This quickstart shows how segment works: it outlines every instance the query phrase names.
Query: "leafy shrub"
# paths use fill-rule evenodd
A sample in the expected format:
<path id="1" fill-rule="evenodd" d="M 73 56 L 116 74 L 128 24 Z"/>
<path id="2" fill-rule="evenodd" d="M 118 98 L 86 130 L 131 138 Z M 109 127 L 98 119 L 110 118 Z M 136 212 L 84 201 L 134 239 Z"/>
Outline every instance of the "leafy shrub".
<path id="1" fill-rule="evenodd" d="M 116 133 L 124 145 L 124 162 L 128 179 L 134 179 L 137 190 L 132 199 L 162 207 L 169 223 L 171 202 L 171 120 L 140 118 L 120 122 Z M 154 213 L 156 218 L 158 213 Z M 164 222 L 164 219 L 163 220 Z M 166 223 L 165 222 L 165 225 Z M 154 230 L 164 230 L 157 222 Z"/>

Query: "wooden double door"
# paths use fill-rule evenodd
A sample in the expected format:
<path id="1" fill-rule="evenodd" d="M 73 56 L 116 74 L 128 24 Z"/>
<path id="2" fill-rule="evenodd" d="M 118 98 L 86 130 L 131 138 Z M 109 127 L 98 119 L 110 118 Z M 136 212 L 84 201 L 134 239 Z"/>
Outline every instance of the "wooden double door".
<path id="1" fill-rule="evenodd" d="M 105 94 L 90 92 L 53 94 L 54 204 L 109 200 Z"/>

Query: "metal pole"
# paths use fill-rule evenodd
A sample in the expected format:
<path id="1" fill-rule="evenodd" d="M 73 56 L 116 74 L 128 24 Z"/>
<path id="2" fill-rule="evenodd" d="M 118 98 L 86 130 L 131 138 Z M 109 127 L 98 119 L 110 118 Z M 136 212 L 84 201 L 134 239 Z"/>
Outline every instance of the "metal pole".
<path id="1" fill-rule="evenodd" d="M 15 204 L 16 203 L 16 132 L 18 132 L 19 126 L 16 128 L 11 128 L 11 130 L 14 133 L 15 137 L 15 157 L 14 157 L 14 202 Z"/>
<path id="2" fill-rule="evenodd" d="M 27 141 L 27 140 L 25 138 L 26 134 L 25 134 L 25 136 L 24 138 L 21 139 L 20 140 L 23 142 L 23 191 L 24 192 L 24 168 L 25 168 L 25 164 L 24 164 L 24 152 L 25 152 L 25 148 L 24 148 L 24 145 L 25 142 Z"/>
☆ ☆ ☆ ☆ ☆
PROBLEM DESCRIPTION →
Copy out the entries from the start through the line containing "116 133 L 124", both ends included. Multiply every coordinate in the answer paths by 1.15 and round to whole numbers, with halves going up, while leaving the requests and the format samples unchanged.

FINAL RESULT →
This quickstart shows how segment works: it outlines every instance the query phrase names.
Query: "leafy shrub"
# paths use fill-rule evenodd
A sample in the expected format:
<path id="1" fill-rule="evenodd" d="M 73 56 L 116 74 L 128 24 Z"/>
<path id="2" fill-rule="evenodd" d="M 118 98 L 86 130 L 131 138 Z M 109 127 L 98 119 L 110 118 Z M 136 212 L 84 201 L 134 239 Z"/>
Outline every instance of the "leafy shrub".
<path id="1" fill-rule="evenodd" d="M 133 153 L 143 167 L 143 186 L 147 206 L 154 206 L 158 219 L 152 229 L 186 238 L 194 256 L 197 232 L 197 138 L 161 136 L 138 140 Z M 177 245 L 179 251 L 182 245 Z M 189 255 L 189 252 L 187 253 Z M 191 256 L 190 255 L 190 259 Z M 177 265 L 189 265 L 181 255 Z"/>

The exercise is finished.